◆ **Task prompt**
Copy each line below as it stands, but skip any picture it contains.

◆ **Extracted records**
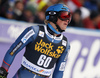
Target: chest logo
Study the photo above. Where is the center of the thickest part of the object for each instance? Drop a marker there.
(48, 49)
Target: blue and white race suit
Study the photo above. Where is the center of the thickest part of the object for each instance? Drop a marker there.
(43, 52)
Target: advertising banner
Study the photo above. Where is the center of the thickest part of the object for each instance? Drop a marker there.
(84, 55)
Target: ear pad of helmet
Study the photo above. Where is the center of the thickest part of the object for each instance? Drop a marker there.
(53, 18)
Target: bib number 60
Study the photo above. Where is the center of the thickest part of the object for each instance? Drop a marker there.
(44, 61)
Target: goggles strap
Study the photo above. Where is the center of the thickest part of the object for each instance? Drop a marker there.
(59, 29)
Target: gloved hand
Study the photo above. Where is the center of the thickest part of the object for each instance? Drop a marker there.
(3, 73)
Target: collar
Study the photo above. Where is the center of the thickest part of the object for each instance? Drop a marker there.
(52, 35)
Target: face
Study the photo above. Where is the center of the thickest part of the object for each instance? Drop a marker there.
(62, 24)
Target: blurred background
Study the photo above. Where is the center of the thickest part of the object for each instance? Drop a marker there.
(83, 32)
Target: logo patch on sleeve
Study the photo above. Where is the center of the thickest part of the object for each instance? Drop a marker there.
(27, 35)
(62, 66)
(41, 33)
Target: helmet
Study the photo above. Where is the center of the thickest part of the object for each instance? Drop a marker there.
(60, 11)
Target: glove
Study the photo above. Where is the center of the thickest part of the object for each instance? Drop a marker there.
(3, 73)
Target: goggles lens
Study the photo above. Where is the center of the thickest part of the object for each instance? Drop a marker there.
(64, 15)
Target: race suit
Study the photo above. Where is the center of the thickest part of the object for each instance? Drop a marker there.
(43, 52)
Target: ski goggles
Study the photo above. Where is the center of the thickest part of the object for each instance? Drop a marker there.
(64, 15)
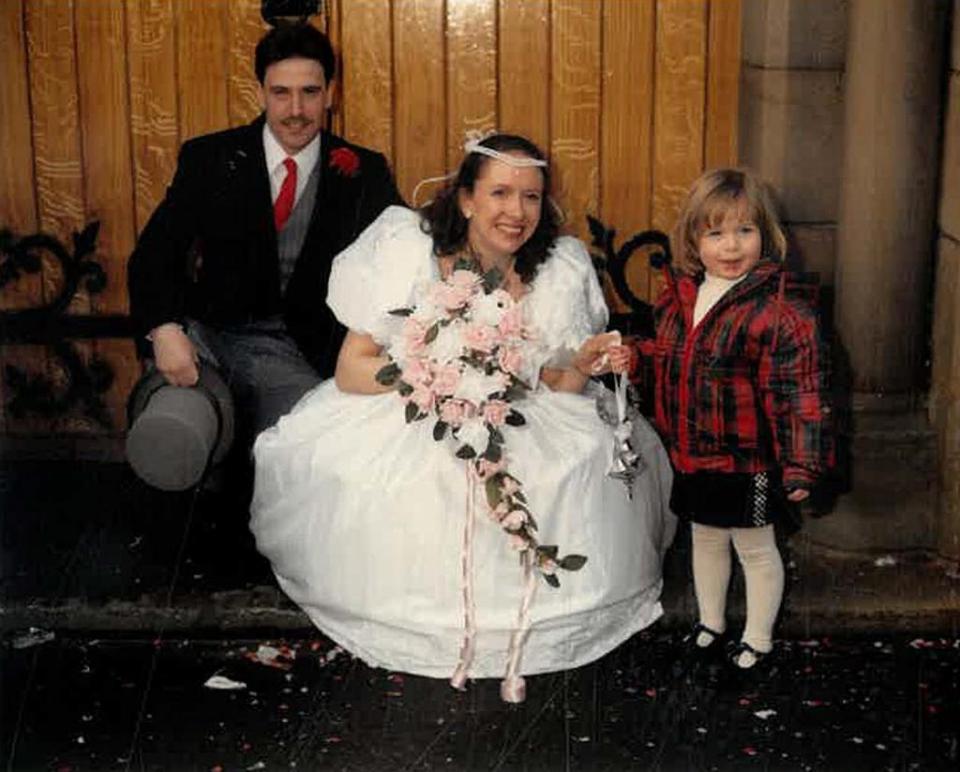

◆ **Output for this exercise**
Target: chest logo
Study the photo above. Where is the center of the thickest part of the object for each instance? Drop a marker there.
(48, 49)
Target: blue and white race suit
Study the photo above. Where is the center of the thickest part of the object for each instance? Drop a marker there.
(43, 52)
Target: advertising banner
Study the photo above. Where is the center of the thickest part of the object for each instance? Drop a marker there.
(84, 55)
Target: ear pad of helmet
Study the photo above. Where is the center of the thickest part of the object for each instance? Drop a marker there.
(53, 18)
Target: bib number 60
Study the photo above. Where is the center of the thickest part of the object for each instance? Drop a marker there.
(44, 61)
Target: goggles strap
Study the photo above. Where is the center of the thickest part of the object for each instance? Drop a marker there.
(59, 29)
Target: gloved hand
Study the photo above. Where is the center of the thickest part of the object for each instance? Drop a marker there.
(3, 73)
Target: collar
Study the photo above. Where is the center of the thickest part of the object for each instance? Drop a marker there.
(52, 35)
Target: face
Study the photo above. Where is the center of the thickest part of the object for each instance? Drop a marker there.
(62, 24)
Target: blurred background
Study the photo above. Where is the center of the thickest part of the object for each instance? Drop a marker there.
(83, 32)
Target: logo patch on sleeve
Study the photo above. Where is the center of the thickest part of the object for each instance? Drop a marker there.
(27, 35)
(62, 66)
(41, 33)
Target: helmet
Study the photo above. Where is the center of the thickest part of the object for each instance? Drop a marker there.
(60, 11)
Target: glove
Study the photo above. Where is the center of the thickest part of the object for each instance? Drop a marker there.
(3, 73)
Target: goggles lens
Study the photo above. Where is the center of the thickest part of the object for each instance? Drop a marker there.
(64, 15)
Target: race suit
Study the photo above. Where is the center of the thickest part of the object for each instance? Drop a marker there.
(43, 52)
Target: ski goggles
Study the photo above. Where is the center of the thickest part of the object for each instance? Drop a marker there.
(64, 15)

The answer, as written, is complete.